• AIM OF THE TASK:
Copy out the interview passage with Lisa Spaar below word for word, from its title through its final sentence.

-- Start of DOCUMENT PASSAGE --

In Class With Professor Lisa Spaar of the University of Virginia

A primary mission of Frontier is to provide high quality resources and practical help for serious poets—so we’ve been reaching out to poetry professors to help give clarity to this strange journey and stranger craft. This month, we got the chance to hear from Lisa Spaar, Professor and Director of Creative Writing at the University of Virginia and Pushcart Prize winner among other honors.


 

What features do you believe define contemporary poetry today?

Lisa Spaar: I would say that the prevailing poem of our current moment is a post-post “confessional” poem driven by issues of identity—identity with regard to gender, race, politics, demographics, geography, a defining trauma—but what’s exciting about contemporary poetry is that there is, if one makes an effort to seek it out or to pay close attention, so much aesthetic and thematic diversity out there as well, from the nervy moxie of Cate Marvin to the syntactically intricate and emotionally subtle lyrics of Carl Phillips, from the anguished and tender vulnerability of Ocean Vuong to the erotic poems of Jericho Brown, from the personal/political acumen of Kyle Dargan to the daringly vernacular sonnets of Terrance Hayes.

-- End of DOCUMENT PASSAGE --
-- Start of DATA --

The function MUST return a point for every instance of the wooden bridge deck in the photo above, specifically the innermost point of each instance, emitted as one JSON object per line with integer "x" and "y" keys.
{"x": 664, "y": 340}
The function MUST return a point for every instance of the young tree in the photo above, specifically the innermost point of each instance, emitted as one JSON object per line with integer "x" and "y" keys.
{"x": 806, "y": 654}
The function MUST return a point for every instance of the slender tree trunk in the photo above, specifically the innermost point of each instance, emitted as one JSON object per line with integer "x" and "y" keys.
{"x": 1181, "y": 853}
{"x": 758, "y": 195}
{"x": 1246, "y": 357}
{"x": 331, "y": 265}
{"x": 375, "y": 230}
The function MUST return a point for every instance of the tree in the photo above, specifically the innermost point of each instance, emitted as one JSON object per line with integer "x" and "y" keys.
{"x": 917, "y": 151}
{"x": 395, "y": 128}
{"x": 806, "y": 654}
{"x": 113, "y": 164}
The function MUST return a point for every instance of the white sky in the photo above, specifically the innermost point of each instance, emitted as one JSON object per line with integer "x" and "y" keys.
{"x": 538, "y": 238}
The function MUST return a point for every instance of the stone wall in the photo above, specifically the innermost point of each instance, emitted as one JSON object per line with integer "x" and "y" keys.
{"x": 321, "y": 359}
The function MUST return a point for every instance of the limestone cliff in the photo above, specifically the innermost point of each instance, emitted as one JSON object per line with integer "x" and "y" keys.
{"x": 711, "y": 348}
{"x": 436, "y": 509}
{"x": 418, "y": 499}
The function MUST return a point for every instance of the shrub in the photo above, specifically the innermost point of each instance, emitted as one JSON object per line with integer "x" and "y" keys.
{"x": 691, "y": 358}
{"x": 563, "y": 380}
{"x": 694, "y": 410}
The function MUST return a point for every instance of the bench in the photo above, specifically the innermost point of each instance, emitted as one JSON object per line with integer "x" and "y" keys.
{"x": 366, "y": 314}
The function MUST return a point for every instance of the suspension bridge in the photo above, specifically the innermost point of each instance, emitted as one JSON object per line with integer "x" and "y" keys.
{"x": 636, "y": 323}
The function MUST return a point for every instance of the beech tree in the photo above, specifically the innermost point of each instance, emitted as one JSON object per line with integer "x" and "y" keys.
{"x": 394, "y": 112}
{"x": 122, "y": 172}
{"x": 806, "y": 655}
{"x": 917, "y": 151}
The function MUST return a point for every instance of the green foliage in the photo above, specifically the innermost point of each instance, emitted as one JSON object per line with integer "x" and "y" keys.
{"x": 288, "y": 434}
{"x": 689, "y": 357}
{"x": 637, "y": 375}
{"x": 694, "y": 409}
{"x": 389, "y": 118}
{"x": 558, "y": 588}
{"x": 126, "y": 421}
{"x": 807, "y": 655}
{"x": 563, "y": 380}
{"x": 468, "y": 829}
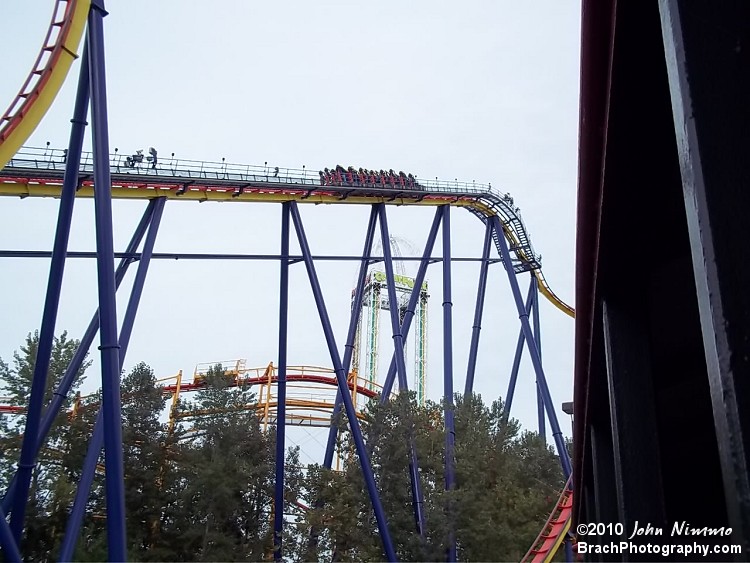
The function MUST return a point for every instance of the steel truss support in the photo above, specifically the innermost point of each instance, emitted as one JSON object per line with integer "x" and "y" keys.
{"x": 71, "y": 372}
{"x": 95, "y": 445}
{"x": 450, "y": 429}
{"x": 533, "y": 351}
{"x": 27, "y": 461}
{"x": 478, "y": 310}
{"x": 413, "y": 299}
{"x": 517, "y": 358}
{"x": 398, "y": 355}
{"x": 109, "y": 345}
{"x": 538, "y": 339}
{"x": 367, "y": 472}
{"x": 349, "y": 349}
{"x": 278, "y": 520}
{"x": 351, "y": 333}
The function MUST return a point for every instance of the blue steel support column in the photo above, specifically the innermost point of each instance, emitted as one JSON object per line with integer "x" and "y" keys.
{"x": 111, "y": 408}
{"x": 342, "y": 383}
{"x": 479, "y": 309}
{"x": 413, "y": 300}
{"x": 95, "y": 445}
{"x": 8, "y": 542}
{"x": 278, "y": 519}
{"x": 29, "y": 450}
{"x": 450, "y": 431}
{"x": 353, "y": 319}
{"x": 538, "y": 338}
{"x": 517, "y": 360}
{"x": 61, "y": 393}
{"x": 398, "y": 351}
{"x": 526, "y": 327}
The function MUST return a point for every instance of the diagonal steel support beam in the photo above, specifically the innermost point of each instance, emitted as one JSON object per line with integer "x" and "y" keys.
{"x": 478, "y": 310}
{"x": 562, "y": 451}
{"x": 95, "y": 445}
{"x": 325, "y": 321}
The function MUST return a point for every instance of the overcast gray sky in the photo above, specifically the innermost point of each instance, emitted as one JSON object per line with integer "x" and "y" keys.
{"x": 481, "y": 90}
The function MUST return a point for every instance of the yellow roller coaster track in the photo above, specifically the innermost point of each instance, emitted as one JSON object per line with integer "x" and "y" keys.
{"x": 35, "y": 172}
{"x": 46, "y": 77}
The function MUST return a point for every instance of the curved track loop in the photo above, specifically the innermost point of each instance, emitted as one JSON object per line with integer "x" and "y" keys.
{"x": 553, "y": 533}
{"x": 37, "y": 172}
{"x": 46, "y": 77}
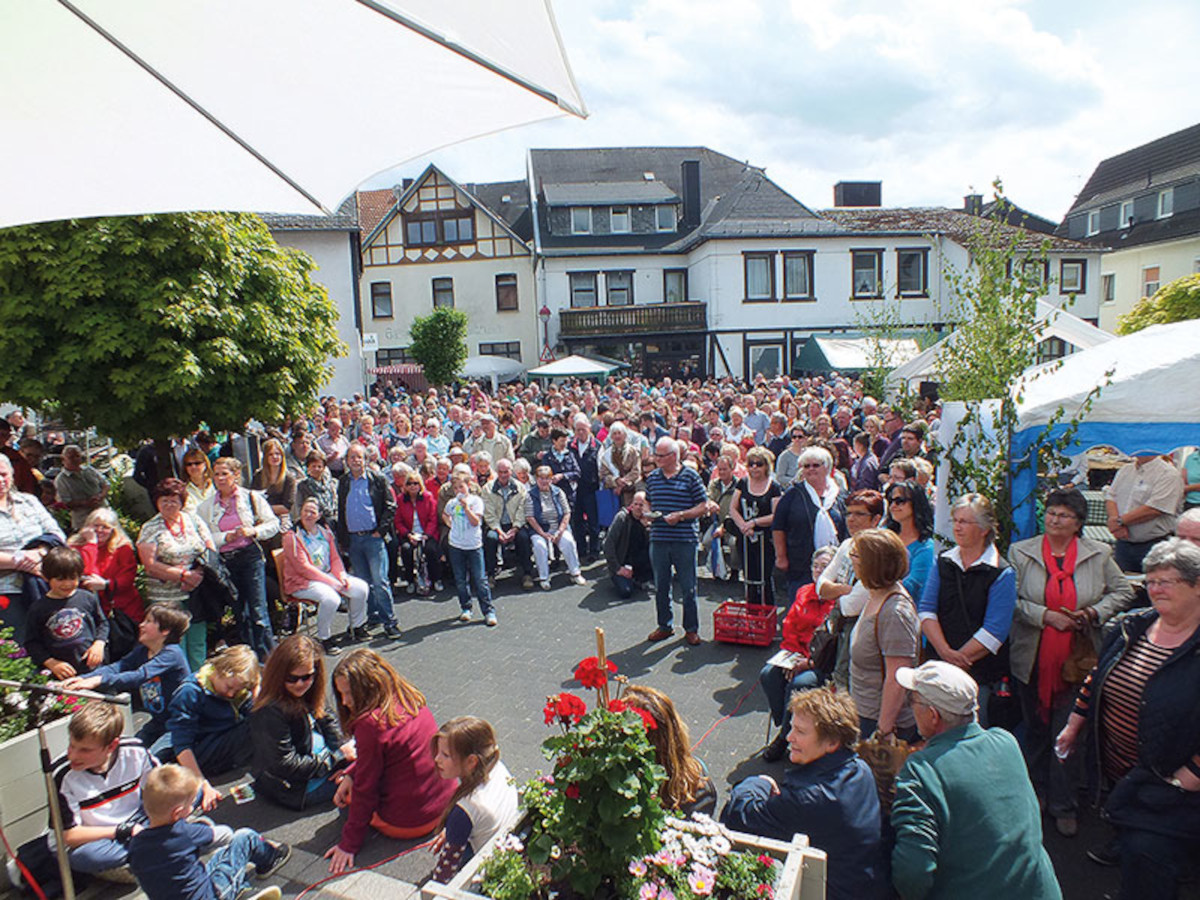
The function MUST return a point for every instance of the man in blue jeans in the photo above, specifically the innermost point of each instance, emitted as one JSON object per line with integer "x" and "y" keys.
{"x": 366, "y": 513}
{"x": 677, "y": 497}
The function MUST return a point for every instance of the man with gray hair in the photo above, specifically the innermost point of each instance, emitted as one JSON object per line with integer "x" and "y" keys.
{"x": 965, "y": 815}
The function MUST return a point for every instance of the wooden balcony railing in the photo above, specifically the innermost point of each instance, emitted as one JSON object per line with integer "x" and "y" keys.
{"x": 639, "y": 319}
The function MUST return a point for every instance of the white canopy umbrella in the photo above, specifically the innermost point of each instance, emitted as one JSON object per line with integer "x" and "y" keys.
{"x": 112, "y": 107}
{"x": 574, "y": 367}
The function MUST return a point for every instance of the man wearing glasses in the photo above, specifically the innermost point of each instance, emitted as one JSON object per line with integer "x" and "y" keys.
{"x": 677, "y": 497}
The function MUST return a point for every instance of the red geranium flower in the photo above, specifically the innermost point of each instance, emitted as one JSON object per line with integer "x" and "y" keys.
{"x": 565, "y": 707}
{"x": 592, "y": 675}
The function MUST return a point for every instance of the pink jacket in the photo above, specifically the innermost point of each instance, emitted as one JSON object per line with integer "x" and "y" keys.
{"x": 299, "y": 569}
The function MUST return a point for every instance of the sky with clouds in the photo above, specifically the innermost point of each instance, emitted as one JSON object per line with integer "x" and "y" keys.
{"x": 933, "y": 97}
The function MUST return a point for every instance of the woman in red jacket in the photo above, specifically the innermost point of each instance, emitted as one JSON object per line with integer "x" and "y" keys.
{"x": 779, "y": 683}
{"x": 417, "y": 531}
{"x": 313, "y": 570}
{"x": 393, "y": 785}
{"x": 111, "y": 564}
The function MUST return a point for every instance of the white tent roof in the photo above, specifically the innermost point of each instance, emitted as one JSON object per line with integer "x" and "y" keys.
{"x": 1153, "y": 376}
{"x": 573, "y": 367}
{"x": 855, "y": 353}
{"x": 1061, "y": 324}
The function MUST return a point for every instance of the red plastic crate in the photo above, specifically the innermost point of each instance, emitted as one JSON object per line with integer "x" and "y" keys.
{"x": 744, "y": 623}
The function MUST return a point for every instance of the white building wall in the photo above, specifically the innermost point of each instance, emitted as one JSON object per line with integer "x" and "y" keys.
{"x": 336, "y": 270}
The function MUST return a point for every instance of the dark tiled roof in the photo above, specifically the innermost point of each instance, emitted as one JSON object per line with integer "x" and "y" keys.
{"x": 736, "y": 198}
{"x": 1159, "y": 162}
{"x": 373, "y": 205}
{"x": 953, "y": 223}
{"x": 345, "y": 220}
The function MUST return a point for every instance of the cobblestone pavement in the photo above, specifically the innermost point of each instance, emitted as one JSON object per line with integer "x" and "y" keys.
{"x": 504, "y": 675}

-- End of DATA --

• EXERCISE OUTPUT:
In Class With Professor Lisa Spaar of the University of Virginia

A primary mission of Frontier is to provide high quality resources and practical help for serious poets—so we’ve been reaching out to poetry professors to help give clarity to this strange journey and stranger craft. This month, we got the chance to hear from Lisa Spaar, Professor and Director of Creative Writing at the University of Virginia and Pushcart Prize winner among other honors.


 

What features do you believe define contemporary poetry today?

Lisa Spaar: I would say that the prevailing poem of our current moment is a post-post “confessional” poem driven by issues of identity—identity with regard to gender, race, politics, demographics, geography, a defining trauma—but what’s exciting about contemporary poetry is that there is, if one makes an effort to seek it out or to pay close attention, so much aesthetic and thematic diversity out there as well, from the nervy moxie of Cate Marvin to the syntactically intricate and emotionally subtle lyrics of Carl Phillips, from the anguished and tender vulnerability of Ocean Vuong to the erotic poems of Jericho Brown, from the personal/political acumen of Kyle Dargan to the daringly vernacular sonnets of Terrance Hayes.